## Task directions:
Reproduce exactly the final portion of the data: every line from the one containing "oven door handle in this photo." through the last line, inclusive.

◆ ◆ ◆ ◆ ◆

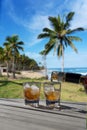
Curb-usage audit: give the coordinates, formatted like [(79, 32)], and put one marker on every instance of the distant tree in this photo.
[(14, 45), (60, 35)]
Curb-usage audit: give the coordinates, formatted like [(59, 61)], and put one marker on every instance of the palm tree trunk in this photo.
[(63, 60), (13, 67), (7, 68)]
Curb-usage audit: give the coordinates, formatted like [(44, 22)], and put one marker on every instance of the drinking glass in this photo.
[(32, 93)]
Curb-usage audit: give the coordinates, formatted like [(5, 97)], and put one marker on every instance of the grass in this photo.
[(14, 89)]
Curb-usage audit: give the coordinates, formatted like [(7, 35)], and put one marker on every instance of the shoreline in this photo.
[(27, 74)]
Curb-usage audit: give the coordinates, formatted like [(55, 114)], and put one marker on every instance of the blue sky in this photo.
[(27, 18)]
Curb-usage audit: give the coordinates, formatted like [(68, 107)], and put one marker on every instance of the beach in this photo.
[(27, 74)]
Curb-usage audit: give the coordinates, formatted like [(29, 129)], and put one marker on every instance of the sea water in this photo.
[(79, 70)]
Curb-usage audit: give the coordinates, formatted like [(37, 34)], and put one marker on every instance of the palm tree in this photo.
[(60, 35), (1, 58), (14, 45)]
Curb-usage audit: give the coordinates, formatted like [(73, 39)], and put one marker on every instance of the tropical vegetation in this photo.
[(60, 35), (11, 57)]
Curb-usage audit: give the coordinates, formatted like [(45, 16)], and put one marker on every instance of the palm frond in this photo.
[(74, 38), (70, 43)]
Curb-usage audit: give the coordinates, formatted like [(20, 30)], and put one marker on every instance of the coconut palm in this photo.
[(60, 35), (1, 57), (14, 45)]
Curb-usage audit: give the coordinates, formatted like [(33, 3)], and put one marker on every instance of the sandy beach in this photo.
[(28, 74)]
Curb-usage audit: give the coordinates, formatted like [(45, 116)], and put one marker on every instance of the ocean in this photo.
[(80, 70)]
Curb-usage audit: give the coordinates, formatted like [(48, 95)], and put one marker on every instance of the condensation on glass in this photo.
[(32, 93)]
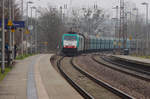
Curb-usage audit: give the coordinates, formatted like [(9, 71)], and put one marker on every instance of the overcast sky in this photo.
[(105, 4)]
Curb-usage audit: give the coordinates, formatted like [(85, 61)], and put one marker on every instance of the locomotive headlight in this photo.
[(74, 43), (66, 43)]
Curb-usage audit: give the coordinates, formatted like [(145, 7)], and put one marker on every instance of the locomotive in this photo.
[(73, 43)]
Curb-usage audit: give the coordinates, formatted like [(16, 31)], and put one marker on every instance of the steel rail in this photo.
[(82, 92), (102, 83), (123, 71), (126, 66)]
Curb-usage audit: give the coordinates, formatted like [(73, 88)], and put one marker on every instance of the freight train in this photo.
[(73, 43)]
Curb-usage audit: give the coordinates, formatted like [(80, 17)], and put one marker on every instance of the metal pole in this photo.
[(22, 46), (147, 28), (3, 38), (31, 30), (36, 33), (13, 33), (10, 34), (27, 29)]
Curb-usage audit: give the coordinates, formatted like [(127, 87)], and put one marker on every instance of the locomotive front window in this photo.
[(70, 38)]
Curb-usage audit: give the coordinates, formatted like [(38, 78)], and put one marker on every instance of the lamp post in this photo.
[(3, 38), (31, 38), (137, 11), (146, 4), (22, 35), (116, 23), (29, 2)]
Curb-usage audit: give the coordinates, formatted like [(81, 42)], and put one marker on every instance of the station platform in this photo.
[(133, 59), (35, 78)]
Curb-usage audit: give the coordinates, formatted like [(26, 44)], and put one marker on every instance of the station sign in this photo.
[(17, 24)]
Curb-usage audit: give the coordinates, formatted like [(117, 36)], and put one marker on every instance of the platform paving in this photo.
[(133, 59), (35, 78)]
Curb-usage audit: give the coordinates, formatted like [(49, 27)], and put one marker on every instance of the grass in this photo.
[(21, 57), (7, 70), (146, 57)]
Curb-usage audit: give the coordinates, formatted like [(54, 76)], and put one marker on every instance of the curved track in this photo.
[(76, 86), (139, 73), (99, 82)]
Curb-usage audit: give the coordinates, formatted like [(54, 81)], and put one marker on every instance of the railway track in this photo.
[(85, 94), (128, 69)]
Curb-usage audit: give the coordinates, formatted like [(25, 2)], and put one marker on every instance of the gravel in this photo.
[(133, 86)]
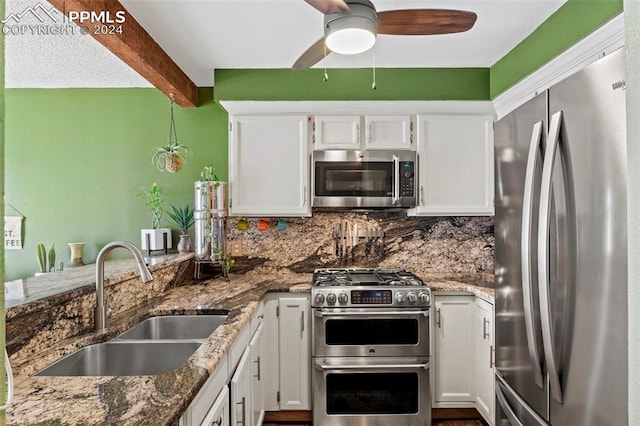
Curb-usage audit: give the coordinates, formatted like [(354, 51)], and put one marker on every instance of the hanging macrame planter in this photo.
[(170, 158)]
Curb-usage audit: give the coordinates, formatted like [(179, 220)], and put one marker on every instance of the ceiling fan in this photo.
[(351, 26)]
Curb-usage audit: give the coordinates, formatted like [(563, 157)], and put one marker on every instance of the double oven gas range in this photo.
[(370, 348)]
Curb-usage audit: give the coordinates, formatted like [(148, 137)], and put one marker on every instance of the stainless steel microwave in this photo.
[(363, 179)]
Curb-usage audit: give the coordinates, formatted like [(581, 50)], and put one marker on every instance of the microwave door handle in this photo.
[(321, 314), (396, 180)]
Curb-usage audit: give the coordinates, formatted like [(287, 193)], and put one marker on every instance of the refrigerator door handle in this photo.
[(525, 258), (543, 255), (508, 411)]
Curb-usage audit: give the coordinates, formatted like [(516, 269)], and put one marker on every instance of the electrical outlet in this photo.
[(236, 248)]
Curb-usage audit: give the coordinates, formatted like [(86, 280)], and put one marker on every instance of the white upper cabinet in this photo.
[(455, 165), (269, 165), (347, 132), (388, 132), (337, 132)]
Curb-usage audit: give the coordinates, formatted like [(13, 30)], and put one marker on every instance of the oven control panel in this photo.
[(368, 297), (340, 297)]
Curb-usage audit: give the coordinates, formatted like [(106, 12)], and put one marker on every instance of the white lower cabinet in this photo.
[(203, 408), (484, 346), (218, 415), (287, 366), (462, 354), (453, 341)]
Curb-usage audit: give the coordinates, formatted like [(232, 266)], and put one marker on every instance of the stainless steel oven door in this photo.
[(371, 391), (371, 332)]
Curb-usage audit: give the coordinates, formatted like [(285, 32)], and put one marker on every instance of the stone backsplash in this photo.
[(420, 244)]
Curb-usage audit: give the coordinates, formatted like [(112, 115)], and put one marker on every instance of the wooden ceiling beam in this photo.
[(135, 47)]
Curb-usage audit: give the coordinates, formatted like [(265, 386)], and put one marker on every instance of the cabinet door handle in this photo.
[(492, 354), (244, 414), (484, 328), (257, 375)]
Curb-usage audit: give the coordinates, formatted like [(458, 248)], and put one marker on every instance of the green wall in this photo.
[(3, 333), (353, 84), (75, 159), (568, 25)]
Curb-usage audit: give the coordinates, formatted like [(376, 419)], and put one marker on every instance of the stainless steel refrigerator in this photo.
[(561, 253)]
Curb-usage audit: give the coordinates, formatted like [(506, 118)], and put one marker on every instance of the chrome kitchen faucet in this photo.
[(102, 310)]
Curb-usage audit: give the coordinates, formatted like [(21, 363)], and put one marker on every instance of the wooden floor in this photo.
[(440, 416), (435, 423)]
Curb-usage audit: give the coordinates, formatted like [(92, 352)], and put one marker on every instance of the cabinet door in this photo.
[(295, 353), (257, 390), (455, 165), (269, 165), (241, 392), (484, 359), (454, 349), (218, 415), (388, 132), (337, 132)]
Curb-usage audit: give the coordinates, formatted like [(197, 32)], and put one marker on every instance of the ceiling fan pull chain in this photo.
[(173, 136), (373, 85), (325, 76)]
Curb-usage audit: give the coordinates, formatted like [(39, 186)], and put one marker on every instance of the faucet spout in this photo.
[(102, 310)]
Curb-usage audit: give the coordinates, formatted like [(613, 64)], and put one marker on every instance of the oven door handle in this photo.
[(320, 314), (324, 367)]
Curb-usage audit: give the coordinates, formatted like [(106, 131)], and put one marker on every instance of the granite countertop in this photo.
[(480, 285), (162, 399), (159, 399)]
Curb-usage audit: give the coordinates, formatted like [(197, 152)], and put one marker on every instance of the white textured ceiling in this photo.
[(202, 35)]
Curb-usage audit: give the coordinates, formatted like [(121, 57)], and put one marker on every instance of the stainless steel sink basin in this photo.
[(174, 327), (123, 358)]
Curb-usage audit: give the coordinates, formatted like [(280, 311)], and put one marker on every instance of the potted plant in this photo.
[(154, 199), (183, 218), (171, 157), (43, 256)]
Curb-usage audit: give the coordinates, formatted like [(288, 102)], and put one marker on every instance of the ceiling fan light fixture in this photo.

◆ ◆ ◆ ◆ ◆

## Exercise response:
Curb-usage audit: give the coordinates, formatted like [(613, 64)], and put one marker on every instance of the oven door handle in this photo.
[(320, 314), (324, 367)]
Curb-usage audit: give the coordinates, formatted like [(106, 131)], and put one marker on every instance of the granite countertop in this photo.
[(480, 285), (162, 399), (159, 399)]
Curb-usage audit: give the coordinates, formatted like [(197, 152)], and put one marker on every instance of the white textured ceiling in this photo.
[(202, 35)]
Curb-usage audit: give the coordinates, formatted like [(121, 57)], and put one marker on every instance of the stainless steel sink basin in this photo.
[(174, 327), (123, 358)]
Curb-usage audit: give the coordinates, formatted like [(280, 311)], and put one marker on every instance of the potted plant in this photo.
[(154, 199), (183, 218), (171, 157), (43, 256)]
Curb-usage audit: give the coordinates, formatted like [(288, 102)], and put one marker on every instance of the ceiling fan light fixture in this photo.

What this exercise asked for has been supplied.